begin Input records
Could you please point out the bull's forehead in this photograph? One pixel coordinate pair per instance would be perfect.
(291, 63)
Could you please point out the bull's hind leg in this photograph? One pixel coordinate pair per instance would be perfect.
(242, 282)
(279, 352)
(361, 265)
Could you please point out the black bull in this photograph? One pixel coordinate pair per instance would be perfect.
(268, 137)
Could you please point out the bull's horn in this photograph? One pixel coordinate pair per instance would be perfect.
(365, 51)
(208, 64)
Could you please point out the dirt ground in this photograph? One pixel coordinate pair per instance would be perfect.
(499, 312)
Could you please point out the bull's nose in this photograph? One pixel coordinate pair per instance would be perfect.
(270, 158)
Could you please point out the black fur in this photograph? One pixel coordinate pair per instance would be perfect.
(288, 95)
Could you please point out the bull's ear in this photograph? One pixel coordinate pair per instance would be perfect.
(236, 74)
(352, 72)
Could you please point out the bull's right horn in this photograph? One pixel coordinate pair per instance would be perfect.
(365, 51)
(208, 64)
end Input records
Set problem:
Rewrite every line of the records above as a Markdown table with two columns, Row and Record line. Number the rows in order and leave out any blank lines.

Answer to this exercise:
| Row | Record line |
|---|---|
| 1 | Could you please point out the bull's forehead in this photograph? One pixel coordinate pair per instance would be perfect. |
| 2 | (291, 63) |
| 3 | Could you please point out the bull's hind leg in this photograph? One pixel coordinate pair per instance would be perfect. |
| 4 | (242, 282) |
| 5 | (279, 352) |
| 6 | (361, 265) |
| 7 | Could you please point out the black bull in this photograph? One pixel coordinate pair per instance would be perfect. |
| 8 | (268, 137) |
| 9 | Could you please point out the bull's horn in this photograph? One pixel coordinate pair per instance would be perfect. |
| 10 | (365, 51) |
| 11 | (208, 64) |
| 12 | Could you please point out the dirt ground in this photograph? One pixel coordinate pair per instance would be perfect. |
| 13 | (499, 312) |
| 14 | Could you please point out the bull's nose in this photograph? One pixel coordinate pair per instance would be perfect. |
| 15 | (270, 158) |
| 16 | Could you please point out the black fur in this photograph? One pixel coordinate pair per instance would be perfect. |
| 17 | (288, 95) |
| 18 | Could you please point out the bull's ear in this photograph? One pixel coordinate pair per instance would be perfect. |
| 19 | (236, 74) |
| 20 | (352, 72) |
| 21 | Could you please point out the bull's right horn in this photograph? One pixel coordinate pair per instance would be perfect. |
| 22 | (365, 51) |
| 23 | (208, 64) |